-- start of Source records --
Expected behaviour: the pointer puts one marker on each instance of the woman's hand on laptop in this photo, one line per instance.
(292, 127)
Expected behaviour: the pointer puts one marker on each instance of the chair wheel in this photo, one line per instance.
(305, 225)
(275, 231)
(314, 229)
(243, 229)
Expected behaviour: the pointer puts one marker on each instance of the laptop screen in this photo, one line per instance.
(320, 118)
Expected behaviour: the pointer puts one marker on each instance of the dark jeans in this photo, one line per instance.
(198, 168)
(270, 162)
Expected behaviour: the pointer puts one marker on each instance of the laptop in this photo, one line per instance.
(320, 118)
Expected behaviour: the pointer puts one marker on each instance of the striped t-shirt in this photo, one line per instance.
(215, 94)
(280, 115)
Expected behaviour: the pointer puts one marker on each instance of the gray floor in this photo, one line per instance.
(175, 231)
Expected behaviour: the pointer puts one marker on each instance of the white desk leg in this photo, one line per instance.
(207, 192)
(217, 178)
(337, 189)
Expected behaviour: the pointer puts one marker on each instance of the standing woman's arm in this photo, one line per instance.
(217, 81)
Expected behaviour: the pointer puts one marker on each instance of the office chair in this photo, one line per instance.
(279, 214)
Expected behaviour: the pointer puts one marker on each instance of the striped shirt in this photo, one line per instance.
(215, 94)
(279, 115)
-- end of Source records --
-- start of Source records --
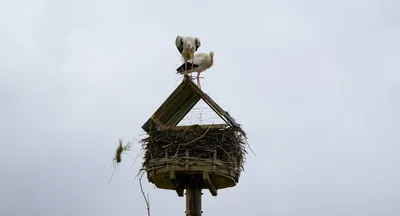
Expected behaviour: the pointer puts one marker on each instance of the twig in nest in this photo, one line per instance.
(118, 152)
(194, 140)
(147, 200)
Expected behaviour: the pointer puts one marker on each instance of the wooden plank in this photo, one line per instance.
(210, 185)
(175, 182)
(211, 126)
-- end of Source records --
Written task — Which lines in the items above contain the string "woman"? Return each of them in full, treating uppercase and lowercase as different.

Exercise answer —
Expected behaviour: the pointer puts one marker on each instance of the woman's hand on laptop in this photo, one line per instance.
Expected behaviour: the pointer puts one marker on each instance of the standing woman's arm in this photo, one line per instance.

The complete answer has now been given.